▶ What to work on
Return the lines of the material between the line containing "Exercise. Mark the dog's muzzle" and the line containing "pixel 210 229", inclusive, repeating them without any change.

[Data records]
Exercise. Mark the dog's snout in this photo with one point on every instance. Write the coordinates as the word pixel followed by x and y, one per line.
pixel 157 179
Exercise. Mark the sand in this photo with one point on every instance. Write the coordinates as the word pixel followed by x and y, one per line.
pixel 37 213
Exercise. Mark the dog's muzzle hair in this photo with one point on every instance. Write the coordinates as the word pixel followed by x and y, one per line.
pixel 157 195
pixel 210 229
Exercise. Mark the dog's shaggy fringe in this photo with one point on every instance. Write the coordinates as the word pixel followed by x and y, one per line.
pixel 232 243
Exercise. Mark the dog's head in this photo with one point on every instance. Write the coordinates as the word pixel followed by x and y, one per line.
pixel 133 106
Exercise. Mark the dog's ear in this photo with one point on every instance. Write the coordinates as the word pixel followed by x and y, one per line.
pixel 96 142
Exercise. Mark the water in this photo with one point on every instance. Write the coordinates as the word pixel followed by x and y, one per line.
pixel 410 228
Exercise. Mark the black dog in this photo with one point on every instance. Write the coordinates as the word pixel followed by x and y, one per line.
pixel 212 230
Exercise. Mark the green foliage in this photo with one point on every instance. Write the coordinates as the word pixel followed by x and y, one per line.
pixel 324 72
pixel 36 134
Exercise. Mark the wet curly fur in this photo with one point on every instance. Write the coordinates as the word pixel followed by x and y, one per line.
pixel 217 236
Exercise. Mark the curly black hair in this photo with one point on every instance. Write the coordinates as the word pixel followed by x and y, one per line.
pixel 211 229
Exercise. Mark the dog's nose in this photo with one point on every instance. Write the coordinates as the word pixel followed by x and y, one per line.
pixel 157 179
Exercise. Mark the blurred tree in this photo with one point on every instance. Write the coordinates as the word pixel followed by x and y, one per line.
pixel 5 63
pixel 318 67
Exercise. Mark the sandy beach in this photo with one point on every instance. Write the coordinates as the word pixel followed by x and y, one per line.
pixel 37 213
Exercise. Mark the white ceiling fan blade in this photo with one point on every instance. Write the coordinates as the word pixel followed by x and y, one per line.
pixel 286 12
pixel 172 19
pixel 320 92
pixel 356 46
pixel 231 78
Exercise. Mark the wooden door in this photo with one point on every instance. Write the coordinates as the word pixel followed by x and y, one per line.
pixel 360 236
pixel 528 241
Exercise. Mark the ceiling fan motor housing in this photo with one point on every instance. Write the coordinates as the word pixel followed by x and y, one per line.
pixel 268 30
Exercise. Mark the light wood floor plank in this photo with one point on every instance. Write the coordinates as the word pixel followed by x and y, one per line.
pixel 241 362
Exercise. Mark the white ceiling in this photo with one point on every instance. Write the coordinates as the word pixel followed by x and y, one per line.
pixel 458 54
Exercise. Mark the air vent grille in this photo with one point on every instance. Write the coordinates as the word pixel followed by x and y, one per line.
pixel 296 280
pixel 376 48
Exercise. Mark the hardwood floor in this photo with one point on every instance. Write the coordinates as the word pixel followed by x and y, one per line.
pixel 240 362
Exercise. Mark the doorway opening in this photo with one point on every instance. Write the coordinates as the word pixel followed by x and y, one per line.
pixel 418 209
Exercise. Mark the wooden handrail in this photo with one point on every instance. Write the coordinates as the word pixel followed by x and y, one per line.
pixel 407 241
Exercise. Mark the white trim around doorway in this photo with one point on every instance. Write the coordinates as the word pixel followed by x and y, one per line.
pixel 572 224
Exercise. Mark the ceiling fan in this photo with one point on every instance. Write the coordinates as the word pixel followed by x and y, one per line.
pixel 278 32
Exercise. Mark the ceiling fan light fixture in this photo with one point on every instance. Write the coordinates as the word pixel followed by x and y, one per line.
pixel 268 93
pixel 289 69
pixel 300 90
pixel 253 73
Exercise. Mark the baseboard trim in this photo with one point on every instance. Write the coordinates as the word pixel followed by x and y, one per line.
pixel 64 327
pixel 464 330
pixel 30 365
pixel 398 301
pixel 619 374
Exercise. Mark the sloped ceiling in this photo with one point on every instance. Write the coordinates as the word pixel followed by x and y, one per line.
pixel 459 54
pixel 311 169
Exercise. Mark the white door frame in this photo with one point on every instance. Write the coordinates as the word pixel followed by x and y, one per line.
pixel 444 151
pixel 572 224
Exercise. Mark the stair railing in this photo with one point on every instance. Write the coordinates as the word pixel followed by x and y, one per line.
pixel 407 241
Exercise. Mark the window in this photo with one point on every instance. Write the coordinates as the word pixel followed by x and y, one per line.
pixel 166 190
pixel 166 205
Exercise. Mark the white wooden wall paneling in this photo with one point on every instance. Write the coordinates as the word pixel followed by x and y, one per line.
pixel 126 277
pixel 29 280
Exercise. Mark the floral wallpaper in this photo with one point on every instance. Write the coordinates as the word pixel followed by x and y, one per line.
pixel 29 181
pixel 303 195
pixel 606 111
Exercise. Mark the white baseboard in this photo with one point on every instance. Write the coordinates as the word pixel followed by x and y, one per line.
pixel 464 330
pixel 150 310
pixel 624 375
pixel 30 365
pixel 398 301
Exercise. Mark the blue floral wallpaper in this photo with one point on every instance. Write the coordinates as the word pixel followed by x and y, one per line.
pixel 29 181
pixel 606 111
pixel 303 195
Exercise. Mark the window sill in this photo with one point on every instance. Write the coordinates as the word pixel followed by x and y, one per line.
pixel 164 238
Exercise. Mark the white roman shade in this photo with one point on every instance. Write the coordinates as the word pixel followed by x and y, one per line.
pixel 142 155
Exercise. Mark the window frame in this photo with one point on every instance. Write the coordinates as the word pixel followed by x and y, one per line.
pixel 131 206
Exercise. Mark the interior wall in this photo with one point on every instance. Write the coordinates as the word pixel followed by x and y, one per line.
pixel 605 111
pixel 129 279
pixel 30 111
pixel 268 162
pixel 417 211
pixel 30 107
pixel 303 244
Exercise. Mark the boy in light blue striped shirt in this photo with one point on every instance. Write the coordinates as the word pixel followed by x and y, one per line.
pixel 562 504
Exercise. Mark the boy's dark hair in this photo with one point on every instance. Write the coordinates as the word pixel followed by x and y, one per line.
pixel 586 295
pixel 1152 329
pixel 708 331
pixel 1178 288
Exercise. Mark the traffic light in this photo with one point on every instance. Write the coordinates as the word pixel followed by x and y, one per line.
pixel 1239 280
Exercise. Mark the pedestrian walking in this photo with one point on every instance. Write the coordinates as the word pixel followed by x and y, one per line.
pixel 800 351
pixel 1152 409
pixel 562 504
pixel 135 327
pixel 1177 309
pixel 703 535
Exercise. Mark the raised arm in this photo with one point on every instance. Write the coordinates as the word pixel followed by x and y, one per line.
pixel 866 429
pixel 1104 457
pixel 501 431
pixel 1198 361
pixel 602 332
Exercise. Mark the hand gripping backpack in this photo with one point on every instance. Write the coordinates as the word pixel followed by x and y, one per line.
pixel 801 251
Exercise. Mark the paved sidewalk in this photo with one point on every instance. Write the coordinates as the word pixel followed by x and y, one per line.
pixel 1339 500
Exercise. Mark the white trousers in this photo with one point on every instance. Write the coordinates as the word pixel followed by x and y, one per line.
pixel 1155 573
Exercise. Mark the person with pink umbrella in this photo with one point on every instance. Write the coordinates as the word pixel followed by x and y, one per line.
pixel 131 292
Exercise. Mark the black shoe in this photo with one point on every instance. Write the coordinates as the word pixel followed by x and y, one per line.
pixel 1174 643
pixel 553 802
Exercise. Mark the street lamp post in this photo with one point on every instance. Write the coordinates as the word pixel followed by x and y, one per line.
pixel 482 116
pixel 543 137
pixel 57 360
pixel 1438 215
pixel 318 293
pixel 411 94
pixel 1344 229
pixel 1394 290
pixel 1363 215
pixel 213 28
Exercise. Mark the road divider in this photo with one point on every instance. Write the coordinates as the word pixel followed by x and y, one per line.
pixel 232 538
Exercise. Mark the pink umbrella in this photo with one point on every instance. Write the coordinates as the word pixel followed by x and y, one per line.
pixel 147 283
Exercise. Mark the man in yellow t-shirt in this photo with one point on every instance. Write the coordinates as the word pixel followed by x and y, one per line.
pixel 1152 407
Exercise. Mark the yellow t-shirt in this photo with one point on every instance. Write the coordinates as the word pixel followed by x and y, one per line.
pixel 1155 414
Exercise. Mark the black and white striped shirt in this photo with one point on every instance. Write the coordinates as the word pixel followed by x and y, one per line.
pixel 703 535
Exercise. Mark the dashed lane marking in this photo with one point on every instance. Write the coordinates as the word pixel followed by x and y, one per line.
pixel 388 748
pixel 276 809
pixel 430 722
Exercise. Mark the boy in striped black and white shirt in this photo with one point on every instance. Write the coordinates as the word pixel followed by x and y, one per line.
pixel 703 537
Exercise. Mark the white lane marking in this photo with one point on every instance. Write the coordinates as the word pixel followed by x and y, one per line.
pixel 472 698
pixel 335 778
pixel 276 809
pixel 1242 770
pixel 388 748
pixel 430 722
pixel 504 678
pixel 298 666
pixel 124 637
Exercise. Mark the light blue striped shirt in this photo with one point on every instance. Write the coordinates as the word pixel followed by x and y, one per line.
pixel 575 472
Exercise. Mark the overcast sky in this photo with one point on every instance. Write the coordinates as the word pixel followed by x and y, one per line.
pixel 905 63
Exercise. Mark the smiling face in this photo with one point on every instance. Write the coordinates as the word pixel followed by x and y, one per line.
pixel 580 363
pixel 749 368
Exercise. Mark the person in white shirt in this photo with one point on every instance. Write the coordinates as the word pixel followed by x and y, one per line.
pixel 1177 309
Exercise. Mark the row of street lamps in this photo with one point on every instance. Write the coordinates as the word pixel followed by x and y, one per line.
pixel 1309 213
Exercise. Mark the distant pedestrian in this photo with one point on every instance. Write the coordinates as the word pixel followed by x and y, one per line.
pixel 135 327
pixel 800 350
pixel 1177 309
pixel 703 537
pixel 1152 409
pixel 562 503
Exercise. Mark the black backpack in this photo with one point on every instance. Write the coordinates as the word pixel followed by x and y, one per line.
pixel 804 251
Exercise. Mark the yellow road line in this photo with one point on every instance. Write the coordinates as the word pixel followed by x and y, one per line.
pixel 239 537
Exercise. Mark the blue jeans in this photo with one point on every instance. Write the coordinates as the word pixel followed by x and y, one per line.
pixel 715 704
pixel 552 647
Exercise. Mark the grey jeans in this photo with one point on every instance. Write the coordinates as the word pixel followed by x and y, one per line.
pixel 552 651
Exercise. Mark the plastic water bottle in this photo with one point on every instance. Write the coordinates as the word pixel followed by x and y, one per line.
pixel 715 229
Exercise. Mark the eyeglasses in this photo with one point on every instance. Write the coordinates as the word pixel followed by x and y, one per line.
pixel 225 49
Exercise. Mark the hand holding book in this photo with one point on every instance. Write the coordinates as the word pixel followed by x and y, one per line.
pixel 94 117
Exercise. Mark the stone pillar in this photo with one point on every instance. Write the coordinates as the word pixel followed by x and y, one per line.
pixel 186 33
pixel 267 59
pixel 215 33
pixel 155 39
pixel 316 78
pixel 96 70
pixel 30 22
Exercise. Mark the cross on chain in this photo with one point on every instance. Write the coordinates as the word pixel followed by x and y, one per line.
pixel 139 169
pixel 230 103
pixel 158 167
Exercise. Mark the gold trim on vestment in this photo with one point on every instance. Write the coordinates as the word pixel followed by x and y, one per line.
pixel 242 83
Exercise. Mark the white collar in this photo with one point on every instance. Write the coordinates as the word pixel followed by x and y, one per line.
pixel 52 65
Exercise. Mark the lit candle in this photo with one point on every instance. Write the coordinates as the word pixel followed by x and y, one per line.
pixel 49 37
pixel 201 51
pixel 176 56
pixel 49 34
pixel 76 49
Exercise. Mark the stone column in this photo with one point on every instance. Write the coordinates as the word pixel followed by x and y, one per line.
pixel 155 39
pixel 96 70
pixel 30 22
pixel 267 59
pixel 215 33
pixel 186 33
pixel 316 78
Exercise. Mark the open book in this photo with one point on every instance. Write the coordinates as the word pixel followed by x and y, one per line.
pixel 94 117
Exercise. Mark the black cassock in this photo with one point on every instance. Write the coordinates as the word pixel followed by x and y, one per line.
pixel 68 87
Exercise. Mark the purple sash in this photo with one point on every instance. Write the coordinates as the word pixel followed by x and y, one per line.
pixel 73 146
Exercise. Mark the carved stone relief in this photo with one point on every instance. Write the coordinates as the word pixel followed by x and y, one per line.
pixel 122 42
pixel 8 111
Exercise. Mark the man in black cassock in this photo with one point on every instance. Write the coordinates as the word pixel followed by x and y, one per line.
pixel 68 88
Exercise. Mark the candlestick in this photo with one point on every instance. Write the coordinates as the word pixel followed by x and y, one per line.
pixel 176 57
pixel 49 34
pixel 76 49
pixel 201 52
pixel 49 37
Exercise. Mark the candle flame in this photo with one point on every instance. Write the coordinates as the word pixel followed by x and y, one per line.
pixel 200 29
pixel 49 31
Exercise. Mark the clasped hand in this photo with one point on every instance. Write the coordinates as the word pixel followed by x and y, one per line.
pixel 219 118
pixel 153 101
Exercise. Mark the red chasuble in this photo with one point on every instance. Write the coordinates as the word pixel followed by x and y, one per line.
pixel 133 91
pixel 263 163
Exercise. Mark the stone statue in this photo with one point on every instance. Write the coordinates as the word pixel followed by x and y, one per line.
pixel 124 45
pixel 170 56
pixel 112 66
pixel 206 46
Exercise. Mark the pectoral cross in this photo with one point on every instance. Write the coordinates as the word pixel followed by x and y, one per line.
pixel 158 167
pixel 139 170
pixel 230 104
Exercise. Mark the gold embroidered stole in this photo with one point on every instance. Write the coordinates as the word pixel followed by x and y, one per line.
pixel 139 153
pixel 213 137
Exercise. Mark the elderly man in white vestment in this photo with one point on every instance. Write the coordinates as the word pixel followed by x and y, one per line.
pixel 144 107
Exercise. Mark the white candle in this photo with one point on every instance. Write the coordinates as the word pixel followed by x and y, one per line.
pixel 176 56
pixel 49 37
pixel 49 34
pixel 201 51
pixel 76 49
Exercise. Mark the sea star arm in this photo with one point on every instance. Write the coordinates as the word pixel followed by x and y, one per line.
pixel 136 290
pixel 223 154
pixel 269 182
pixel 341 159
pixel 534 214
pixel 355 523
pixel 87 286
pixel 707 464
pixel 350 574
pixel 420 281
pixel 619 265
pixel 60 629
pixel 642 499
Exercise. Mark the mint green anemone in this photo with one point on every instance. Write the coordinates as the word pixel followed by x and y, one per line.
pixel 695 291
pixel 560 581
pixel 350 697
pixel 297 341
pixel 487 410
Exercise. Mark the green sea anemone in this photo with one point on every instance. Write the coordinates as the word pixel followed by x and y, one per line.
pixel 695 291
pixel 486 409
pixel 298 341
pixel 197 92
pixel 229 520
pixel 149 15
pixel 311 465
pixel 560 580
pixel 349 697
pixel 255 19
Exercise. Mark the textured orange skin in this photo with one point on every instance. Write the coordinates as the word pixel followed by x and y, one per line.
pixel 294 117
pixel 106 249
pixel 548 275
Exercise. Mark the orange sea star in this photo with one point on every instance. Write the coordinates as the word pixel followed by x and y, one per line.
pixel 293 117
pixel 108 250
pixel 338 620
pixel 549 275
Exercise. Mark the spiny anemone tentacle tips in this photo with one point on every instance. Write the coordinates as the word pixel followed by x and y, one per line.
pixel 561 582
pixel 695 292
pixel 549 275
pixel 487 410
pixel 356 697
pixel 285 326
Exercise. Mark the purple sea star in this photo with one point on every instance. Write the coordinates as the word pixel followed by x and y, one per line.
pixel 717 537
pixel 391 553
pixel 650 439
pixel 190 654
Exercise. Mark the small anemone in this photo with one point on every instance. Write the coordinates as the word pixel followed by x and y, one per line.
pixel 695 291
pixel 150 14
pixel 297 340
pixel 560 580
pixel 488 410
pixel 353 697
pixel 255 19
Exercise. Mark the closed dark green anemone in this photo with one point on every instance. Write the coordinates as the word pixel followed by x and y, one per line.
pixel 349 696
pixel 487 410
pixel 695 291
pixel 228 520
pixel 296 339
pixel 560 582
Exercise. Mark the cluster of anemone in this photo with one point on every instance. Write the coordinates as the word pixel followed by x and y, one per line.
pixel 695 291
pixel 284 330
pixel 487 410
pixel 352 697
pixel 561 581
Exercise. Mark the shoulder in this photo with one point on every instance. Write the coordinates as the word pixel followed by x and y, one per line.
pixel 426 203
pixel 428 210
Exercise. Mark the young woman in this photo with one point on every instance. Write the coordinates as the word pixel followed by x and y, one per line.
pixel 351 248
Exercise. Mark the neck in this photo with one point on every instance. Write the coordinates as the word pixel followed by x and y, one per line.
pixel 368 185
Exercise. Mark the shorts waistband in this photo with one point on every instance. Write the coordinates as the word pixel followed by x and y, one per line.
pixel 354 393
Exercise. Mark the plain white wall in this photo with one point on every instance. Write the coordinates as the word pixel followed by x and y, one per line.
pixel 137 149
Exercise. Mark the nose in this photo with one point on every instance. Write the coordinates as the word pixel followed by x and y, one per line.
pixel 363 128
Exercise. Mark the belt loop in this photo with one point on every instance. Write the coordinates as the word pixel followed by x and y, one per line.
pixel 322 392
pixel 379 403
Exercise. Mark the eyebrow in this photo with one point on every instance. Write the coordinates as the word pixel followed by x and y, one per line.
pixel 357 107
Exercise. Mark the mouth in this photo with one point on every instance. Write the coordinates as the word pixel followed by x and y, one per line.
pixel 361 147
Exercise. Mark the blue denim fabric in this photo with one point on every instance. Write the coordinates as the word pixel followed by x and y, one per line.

▶ Task response
Exercise. Mark the dog's muzzle hair in this photo with one point on every instance. Write the coordinates as the word pixel followed by x and y, one per line.
pixel 157 195
pixel 210 229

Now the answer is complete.